● Goal of the exercise
Only lines holding the word "below" should be copied from the material.

● Data provided
■ ■ ■ ■ ■

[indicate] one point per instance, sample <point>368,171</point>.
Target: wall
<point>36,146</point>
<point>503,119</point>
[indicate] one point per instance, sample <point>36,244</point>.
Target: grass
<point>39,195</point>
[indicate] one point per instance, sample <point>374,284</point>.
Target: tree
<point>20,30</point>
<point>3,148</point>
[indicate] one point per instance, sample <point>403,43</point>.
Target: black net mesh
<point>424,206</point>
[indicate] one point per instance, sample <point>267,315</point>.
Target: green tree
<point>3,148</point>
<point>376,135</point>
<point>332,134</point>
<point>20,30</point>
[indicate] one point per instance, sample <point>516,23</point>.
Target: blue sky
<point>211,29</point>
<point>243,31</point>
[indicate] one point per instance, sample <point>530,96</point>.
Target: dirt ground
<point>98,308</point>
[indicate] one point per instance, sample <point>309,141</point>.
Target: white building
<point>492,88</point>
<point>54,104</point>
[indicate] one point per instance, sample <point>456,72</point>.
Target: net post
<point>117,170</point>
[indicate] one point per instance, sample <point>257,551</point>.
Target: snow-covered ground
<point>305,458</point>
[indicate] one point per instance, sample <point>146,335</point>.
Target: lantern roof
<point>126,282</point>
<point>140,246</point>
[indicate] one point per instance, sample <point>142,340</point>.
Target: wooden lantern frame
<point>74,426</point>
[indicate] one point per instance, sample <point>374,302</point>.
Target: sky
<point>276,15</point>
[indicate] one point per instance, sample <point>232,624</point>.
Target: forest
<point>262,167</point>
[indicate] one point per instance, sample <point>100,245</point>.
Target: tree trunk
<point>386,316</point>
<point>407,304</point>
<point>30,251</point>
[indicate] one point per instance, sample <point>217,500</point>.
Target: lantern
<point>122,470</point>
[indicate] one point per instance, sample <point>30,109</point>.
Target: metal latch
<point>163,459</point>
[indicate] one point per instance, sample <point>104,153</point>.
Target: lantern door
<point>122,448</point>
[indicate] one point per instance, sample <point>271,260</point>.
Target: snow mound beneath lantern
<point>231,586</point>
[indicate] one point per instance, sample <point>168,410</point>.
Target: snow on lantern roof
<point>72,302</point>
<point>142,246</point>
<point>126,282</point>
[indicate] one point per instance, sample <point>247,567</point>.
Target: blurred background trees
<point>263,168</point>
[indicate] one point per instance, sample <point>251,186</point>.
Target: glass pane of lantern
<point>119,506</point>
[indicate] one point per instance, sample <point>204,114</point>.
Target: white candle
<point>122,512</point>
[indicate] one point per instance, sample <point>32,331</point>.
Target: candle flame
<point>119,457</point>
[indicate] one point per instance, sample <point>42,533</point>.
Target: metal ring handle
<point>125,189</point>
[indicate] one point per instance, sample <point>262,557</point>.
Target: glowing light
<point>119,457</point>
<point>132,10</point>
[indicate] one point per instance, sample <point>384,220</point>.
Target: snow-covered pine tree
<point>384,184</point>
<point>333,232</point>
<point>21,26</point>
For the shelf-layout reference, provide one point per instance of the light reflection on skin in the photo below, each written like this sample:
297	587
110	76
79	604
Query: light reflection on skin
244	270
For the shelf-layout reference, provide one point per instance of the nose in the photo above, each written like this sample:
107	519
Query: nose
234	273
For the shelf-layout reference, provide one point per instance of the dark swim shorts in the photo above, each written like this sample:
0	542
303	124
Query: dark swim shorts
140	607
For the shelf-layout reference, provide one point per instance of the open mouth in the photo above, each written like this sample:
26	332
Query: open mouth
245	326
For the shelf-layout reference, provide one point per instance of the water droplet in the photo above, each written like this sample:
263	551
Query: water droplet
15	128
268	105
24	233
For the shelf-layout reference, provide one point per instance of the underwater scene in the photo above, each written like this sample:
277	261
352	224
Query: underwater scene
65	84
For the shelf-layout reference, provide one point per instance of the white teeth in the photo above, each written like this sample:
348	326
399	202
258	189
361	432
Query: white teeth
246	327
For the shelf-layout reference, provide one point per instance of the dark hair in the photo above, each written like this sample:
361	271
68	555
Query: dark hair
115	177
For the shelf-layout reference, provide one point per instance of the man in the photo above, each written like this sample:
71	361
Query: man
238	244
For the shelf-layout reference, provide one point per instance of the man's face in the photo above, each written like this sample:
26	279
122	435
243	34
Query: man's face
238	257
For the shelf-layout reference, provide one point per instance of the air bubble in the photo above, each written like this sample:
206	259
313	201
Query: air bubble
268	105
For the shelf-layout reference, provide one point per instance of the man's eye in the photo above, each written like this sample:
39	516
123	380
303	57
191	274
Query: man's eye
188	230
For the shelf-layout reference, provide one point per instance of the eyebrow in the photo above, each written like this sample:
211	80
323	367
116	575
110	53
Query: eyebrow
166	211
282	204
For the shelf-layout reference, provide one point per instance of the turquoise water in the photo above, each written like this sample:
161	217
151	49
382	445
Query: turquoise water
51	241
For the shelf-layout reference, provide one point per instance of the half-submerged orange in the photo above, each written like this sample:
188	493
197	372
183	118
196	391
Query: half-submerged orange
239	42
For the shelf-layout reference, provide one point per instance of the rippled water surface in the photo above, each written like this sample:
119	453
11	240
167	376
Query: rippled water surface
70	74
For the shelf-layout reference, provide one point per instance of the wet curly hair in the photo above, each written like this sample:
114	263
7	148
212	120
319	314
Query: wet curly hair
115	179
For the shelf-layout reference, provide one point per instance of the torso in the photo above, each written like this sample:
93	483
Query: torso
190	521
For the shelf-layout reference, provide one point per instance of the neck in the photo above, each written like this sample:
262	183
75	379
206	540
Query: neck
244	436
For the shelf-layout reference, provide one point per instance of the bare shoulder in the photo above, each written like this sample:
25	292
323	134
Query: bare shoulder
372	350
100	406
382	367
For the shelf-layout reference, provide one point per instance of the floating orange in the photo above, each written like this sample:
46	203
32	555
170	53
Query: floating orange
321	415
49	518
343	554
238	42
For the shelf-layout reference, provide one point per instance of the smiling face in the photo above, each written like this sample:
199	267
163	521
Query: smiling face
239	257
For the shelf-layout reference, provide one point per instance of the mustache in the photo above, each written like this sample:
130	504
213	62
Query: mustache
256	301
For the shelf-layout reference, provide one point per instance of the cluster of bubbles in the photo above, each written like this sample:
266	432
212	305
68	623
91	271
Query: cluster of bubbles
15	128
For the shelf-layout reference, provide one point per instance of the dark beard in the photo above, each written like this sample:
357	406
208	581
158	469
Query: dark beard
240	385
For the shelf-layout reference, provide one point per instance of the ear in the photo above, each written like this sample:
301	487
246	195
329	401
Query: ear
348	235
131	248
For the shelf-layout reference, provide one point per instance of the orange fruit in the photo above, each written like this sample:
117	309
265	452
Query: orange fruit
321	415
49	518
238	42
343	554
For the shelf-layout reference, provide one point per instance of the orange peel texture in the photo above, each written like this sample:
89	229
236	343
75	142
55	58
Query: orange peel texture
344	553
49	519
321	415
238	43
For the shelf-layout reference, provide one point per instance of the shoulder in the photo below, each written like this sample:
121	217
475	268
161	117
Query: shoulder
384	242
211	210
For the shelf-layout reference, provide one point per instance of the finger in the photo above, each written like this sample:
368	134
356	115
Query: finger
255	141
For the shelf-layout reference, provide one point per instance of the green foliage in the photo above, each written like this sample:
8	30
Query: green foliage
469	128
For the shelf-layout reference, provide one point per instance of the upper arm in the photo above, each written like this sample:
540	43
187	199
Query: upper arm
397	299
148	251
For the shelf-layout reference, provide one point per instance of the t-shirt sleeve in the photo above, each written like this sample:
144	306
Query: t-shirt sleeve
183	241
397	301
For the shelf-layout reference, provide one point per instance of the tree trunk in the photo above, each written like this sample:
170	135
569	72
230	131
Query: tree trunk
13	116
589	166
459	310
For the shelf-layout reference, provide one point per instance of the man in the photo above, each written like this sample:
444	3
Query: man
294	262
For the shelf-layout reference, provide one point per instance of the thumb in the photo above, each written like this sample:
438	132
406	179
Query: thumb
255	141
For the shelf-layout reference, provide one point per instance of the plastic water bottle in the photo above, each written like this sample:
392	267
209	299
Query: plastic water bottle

■ ■ ■ ■ ■

● Result
For the shelf-layout reference, provide one point per instance of the light reflection on skin in the photo below, each written like this sample:
For the shelf-layout reference, provide one point per instance of the shoulder in the photo below, each written like this sample:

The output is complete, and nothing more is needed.